**GIVEN INSTRUCTION:** In the commentary on how fleets choose a leasing company, how did price compare with service in the online poll?

------ SELECTED EXTRACT ------

Last week I found myself at the centre of an interesting juxtaposition on this site’s home page.
Business Car ran an interview in which I said that fleets were again starting to factor service quality into their buying decisions, rather than purely looking at price.
However, my viewpoint appeared to be flatly contradicted by the results of BC’s online poll last week, which asked readers to state the most important factor when choosing a leasing company.
Price got twice as many votes as service.
Well, I am always ready to stand up and be counted in the court of public opinion. And, in truth, I would be very surprised if we ever reach the point where the average fleet doesn’t have price at the top of its checklist when looking for a vehicle supplier. Afterall, price is a hygiene factor.
The fact is, the vast majority of UK fleets have fewer than 25 vehicles. It’s not that small fleets don’t care about service quality. They do, of course. But when you only turn over half a dozen cars per year, you stand to gain more from chasing cheaper prices than you risk losing through suffering the costs of less-than-perfect service.
The costs of poor service are many and various with, I’d guess, inaccurate, inefficient and incomplete billing, and delays and mistakes in ordering cars at the top of most customers’ lists.
Another service-related cost that easily goes unacknowledged is restricted product choice. The further up the fleet size ladder you are, the greater the number and sophistication of ‘additional’ services (such as daily rental, maintenance, accident and risk management and mileage capture) you need. There are significant financial and administrative benefits to be had if you can use a single supplier to provide integrated delivery and billing for these functions.
The quality of account management and advice also becomes more critical as fleet sizes rise. Shifts in taxation, fuel costs or working patterns (falling annual mileages, for instance) can quickly render current funding strategies and vehicle policies obsolete. The cost of persisting with inefficient fleet policies is enormous, but an alert, proactive and motivated funding partner will step in to prevent problems arising in the first place.

------ GIVEN MATERIAL ------

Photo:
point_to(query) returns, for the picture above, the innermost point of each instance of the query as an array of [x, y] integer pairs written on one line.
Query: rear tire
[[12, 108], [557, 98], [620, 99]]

------

**WRITTEN RESPONSE:** Price got twice as many votes as service.